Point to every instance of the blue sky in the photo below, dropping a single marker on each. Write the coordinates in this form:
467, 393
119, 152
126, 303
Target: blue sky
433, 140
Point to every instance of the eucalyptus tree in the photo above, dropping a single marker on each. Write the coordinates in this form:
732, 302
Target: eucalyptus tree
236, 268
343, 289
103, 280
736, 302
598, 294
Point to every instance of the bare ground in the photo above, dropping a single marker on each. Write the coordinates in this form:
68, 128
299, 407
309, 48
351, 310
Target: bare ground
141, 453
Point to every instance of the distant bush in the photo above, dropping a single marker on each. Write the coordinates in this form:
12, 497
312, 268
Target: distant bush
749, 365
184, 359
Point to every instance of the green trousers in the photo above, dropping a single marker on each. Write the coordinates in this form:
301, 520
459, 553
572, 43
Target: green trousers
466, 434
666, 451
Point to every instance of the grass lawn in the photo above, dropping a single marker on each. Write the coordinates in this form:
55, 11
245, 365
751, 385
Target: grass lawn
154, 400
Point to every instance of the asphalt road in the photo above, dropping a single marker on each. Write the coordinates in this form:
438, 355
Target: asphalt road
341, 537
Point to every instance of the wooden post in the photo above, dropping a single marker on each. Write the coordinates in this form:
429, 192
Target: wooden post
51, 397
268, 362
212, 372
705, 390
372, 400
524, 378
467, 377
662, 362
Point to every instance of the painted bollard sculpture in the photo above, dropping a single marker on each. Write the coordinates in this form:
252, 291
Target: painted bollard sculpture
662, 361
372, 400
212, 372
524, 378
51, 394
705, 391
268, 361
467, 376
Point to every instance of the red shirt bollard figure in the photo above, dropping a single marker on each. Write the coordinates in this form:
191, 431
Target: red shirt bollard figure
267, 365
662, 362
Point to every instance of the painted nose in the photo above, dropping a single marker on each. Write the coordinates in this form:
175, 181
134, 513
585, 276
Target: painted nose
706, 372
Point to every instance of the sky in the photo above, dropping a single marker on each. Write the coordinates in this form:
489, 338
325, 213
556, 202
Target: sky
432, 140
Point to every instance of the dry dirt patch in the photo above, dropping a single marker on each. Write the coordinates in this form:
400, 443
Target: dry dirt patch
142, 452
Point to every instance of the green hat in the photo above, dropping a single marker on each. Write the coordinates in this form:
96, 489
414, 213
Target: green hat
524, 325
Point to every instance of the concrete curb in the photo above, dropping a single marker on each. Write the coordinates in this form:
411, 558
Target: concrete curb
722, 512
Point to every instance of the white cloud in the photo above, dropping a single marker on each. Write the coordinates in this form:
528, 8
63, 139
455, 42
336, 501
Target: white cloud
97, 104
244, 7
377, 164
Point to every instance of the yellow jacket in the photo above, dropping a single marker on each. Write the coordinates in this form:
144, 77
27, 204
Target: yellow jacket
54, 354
□ □ □ □ □
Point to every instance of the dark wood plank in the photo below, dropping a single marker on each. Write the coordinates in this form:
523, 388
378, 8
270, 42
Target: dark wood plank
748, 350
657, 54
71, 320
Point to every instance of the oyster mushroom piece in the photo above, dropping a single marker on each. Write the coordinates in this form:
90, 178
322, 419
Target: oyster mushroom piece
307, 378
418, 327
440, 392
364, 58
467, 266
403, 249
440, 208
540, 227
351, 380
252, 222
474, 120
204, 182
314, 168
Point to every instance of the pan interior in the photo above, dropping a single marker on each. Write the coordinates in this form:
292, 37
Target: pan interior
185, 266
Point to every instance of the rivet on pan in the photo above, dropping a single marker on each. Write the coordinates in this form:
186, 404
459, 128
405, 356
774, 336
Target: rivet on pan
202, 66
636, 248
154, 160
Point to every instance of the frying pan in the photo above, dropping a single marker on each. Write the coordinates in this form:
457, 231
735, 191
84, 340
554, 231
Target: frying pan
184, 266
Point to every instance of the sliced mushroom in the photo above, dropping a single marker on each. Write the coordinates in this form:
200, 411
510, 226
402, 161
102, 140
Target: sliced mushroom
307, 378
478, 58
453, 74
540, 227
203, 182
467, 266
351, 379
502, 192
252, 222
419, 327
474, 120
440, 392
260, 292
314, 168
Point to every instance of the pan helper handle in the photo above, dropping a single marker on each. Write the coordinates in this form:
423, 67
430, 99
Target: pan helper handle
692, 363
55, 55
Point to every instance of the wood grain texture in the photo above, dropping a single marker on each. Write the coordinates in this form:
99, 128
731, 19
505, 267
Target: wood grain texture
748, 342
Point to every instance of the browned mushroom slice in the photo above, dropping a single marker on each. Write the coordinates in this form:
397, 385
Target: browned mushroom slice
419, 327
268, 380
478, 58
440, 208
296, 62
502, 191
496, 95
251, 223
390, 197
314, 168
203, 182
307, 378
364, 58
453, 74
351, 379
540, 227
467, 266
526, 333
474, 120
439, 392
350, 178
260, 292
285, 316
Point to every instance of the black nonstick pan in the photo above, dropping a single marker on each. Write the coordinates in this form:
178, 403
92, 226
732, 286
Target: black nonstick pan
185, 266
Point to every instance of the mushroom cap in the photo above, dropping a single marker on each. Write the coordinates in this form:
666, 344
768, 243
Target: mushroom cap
□ □ □ □ □
WORK INSTRUCTIONS:
Nothing but a number is wanted here: please count the lines in the entries above that include the word "below".

TASK RESPONSE:
2